● **Brief**: Replace each "coordinates" in the material below with "positions", and give the lines again with nothing else changed.

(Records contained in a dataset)

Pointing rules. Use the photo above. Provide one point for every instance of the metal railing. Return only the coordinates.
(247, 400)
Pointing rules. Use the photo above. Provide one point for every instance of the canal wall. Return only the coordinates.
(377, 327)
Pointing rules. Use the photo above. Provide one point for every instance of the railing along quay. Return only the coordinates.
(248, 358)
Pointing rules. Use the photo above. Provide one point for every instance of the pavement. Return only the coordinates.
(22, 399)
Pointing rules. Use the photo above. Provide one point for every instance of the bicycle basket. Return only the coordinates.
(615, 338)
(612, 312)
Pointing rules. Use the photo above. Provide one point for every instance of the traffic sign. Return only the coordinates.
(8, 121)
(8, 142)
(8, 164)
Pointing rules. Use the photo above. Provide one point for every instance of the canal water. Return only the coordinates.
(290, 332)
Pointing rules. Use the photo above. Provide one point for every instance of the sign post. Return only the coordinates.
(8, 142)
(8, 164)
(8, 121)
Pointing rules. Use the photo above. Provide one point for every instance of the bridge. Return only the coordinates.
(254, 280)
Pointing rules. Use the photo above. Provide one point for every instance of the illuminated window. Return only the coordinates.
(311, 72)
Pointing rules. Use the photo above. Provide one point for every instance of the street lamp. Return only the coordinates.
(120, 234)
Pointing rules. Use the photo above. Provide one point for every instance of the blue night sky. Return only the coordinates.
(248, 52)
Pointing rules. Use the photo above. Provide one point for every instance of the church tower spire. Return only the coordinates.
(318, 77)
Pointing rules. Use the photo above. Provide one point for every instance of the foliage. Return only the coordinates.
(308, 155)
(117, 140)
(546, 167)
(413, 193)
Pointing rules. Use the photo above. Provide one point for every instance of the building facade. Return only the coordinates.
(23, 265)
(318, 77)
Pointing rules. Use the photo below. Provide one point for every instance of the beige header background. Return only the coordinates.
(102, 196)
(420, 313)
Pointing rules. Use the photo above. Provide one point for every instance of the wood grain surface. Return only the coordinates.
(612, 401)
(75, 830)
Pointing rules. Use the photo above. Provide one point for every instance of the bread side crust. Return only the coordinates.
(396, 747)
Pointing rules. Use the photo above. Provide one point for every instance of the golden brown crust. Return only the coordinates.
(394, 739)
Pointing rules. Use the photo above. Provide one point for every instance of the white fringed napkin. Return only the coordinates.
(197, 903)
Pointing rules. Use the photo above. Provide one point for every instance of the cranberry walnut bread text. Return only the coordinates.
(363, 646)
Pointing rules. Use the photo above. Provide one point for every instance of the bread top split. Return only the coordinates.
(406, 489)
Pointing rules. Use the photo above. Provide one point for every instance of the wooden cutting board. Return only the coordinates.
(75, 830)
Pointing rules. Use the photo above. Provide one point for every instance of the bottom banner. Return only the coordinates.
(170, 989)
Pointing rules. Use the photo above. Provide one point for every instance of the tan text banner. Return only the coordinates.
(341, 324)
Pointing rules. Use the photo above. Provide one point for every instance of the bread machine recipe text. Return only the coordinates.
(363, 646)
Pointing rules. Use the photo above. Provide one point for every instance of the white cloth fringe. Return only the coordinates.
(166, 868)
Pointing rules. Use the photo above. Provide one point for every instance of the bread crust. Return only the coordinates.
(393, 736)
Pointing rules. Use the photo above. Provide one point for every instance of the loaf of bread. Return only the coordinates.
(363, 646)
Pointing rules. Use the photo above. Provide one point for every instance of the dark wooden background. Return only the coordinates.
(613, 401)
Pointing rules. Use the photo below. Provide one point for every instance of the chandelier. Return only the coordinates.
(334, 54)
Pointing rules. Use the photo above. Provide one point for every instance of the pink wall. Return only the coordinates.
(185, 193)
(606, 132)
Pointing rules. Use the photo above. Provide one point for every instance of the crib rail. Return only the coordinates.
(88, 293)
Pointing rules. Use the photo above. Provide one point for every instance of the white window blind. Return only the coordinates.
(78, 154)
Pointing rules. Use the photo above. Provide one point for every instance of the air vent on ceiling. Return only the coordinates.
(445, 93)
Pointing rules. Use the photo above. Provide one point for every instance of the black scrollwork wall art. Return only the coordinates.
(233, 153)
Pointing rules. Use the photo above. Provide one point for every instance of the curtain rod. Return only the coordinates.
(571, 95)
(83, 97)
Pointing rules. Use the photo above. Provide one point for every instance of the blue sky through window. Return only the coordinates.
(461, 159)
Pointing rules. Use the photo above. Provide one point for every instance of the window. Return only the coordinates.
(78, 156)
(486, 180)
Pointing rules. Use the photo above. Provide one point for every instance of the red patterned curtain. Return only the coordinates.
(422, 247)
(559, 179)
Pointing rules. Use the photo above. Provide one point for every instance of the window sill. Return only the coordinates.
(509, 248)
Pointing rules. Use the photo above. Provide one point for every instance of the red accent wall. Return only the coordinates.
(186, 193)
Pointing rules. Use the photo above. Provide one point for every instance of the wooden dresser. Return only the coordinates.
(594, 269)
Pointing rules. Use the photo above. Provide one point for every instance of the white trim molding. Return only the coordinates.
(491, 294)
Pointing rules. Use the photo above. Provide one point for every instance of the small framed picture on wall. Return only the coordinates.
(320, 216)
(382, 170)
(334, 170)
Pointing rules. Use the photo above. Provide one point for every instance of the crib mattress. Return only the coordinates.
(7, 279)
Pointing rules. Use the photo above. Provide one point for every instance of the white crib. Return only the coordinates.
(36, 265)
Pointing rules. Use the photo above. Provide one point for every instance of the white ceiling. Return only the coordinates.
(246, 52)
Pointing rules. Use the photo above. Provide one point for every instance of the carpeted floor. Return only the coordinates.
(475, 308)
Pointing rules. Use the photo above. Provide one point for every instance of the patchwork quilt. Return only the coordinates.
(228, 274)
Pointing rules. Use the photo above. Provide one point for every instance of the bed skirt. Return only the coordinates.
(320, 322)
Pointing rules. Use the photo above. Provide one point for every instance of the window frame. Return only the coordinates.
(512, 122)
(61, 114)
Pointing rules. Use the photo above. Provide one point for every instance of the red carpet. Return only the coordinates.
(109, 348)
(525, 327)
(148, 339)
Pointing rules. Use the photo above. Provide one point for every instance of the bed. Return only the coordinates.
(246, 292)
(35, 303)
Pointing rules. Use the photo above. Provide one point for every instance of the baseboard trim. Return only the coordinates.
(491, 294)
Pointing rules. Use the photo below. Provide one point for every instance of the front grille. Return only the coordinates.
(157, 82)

● **Final result**:
Pointing rules. Use the photo above. Provide one point for every instance of the metal railing. Return only the positions.
(247, 400)
Pointing rules. Use the photo above. Provide one point for every instance of the canal wall. Return only the positions.
(377, 327)
Pointing rules. Use the photo above. Provide one point for every instance of the railing along quay. Return only the positions.
(248, 358)
Pointing rules. Use the photo above. Provide one point for every instance of the pavement. Return only the positions.
(22, 399)
Pointing rules. Use the photo above. Provide one point for every instance of the bicycle basket. Return only the positions.
(615, 338)
(612, 312)
Pointing rules. Use the photo above. Provide one point for every instance of the traffic sign. Return only the positions.
(8, 121)
(8, 142)
(8, 164)
Pointing rules. Use the photo above. Provide one point for every instance of the canal water. Return only the positions.
(290, 332)
Pointing rules. Use the photo above. Provide one point for every instance of the sign post. Return only the positions.
(8, 142)
(8, 164)
(8, 121)
Pointing rules. Use the photo above. Provide one point for every instance of the bridge. Return only the positions.
(254, 280)
Pointing rules. Use the photo above. Provide one point for every instance of the illuminated window. Return only the positions.
(311, 72)
Pointing rules. Use the photo above. Provide one point for every instance of the street lamp. Return only the positions.
(120, 234)
Pointing rules. Use the photo above. Provide one point for every instance of the blue night sky. Return only the positions.
(248, 52)
Pointing rules. Use the photo above. Provide one point for every instance of the church tower spire. Return only the positions.
(318, 77)
Pointing rules. Use the photo above. Provide one point for every instance of the foliage. Return only the positions.
(308, 155)
(117, 140)
(546, 167)
(413, 193)
Pointing rules. Use the photo above. Provide one point for every instance of the building facade. Return only the positions.
(23, 265)
(318, 77)
Pointing rules. Use the photo below. Provide one point for every instance of the beige header background. Return only the positions.
(102, 196)
(420, 313)
Pointing rules. Use the photo above. Provide one point for every instance of the wood grain surface. Return only the positions.
(612, 401)
(75, 830)
Pointing rules. Use the photo above. Provide one point for every instance of the bread side crust. Return only the positions.
(396, 747)
Pointing rules. Use the photo above. Provide one point for every instance of the golden brown crust. Return only the positions.
(394, 739)
Pointing rules. Use the photo above. Provide one point for every instance of the white fringed napkin. Return only the positions.
(197, 903)
Pointing rules. Use the photo above. Provide one point for every instance of the cranberry walnut bread text. Return only the positions.
(363, 646)
Pointing rules. Use the photo above. Provide one point for every instance of the bread top split. Return only the positions.
(406, 489)
Pointing rules. Use the photo above. Provide one point for every instance of the wooden cutting board. Return only the positions.
(75, 830)
Pointing rules. Use the photo above. Provide one point for every instance of the bottom banner. Return only the positions.
(170, 989)
Pointing rules. Use the photo above. Provide one point for every instance of the tan text banner. Return only the positions.
(341, 324)
Pointing rules. Use the photo above. Provide one point for every instance of the bread machine recipe text. Return only the positions.
(363, 646)
Pointing rules. Use the photo above. Provide one point for every instance of the white cloth fringe. Return only the positions.
(166, 868)
Pointing rules. Use the photo above. Provide one point for every instance of the bread crust. Return only the positions.
(393, 736)
Pointing rules. Use the photo above. Provide one point for every instance of the loaf of bread. Return only the positions.
(363, 646)
Pointing rules. Use the photo above. Provide one point for every instance of the dark wooden background. Return only the positions.
(613, 401)
Pointing rules. Use the photo below. Provide one point for every instance of the chandelier. Return only the positions.
(334, 54)
Pointing rules. Use the photo above. Provide one point for every instance of the pink wall. Return only the positions.
(185, 193)
(606, 132)
Pointing rules. Use the photo above. Provide one point for every instance of the crib rail. Return only the positions.
(88, 293)
Pointing rules. Use the photo above. Provide one point for every instance of the white window blind. Return only the positions.
(78, 154)
Pointing rules. Use the photo above. Provide one point for every instance of the air vent on ceiling. Return only the positions.
(445, 93)
Pointing rules. Use the photo above. Provide one point for every instance of the black scrollwork wall art. Return only the positions.
(233, 153)
Pointing rules. Use the photo above. Provide one point for every instance of the curtain rod. Return only the positions.
(571, 95)
(83, 97)
Pointing rules. Use the photo above. Provide one point for every instance of the blue sky through window. Return only the positions.
(461, 159)
Pointing rules. Use the photo above. Provide one point for every instance of the window. Return only the positions.
(78, 156)
(486, 180)
Pointing rules. Use the photo above. Provide one point for every instance of the red patterned curtain. Return only the positions.
(422, 247)
(559, 179)
Pointing rules. Use the photo above. Provide one point for every instance of the window sill. Return only the positions.
(509, 248)
Pointing rules. Use the photo above. Provide one point for every instance of the red accent wall. Return only the positions.
(186, 193)
Pointing rules. Use the photo above. Provide one point for every instance of the wooden dresser. Return only the positions.
(594, 269)
Pointing rules. Use the photo above. Provide one point for every instance of the white trim molding. Return only the positions.
(491, 294)
Pointing rules. Use the photo above. Provide one point for every instance of the small framed picture on wall. Return only the positions.
(320, 216)
(382, 170)
(334, 170)
Pointing rules. Use the photo above. Provide one point for every instance of the crib mattress. Return only the positions.
(7, 279)
Pointing rules. Use the photo above. Provide one point for every instance of the white crib. Return only the positions.
(36, 265)
Pointing rules. Use the photo above. Provide one point for every instance of the white ceiling. Return only the positions.
(246, 52)
Pointing rules. Use the photo above. Provide one point for every instance of the carpeted floor. Return only the positions.
(475, 308)
Pointing rules. Use the photo above. Provide one point for every instance of the patchwork quilt. Return only the positions.
(228, 274)
Pointing rules. Use the photo above. Provide one point for every instance of the bed skirt. Return only the positions.
(320, 322)
Pointing rules. Use the photo above. Provide one point for every instance of the window frame. Return only the positions.
(512, 122)
(61, 114)
Pointing rules. Use the photo above. Provide one point for every instance of the red carpet. Return only the positions.
(109, 348)
(525, 327)
(148, 339)
Pointing rules. Use the photo above. Provide one point for every instance of the bed. Return only the positions.
(246, 292)
(35, 303)
Pointing rules. Use the photo above. Provide one point for every instance of the baseboard trim. Return only the positions.
(491, 294)
Pointing rules. Use the photo below. Provide one point for every instance of the front grille. Return only the positions.
(157, 82)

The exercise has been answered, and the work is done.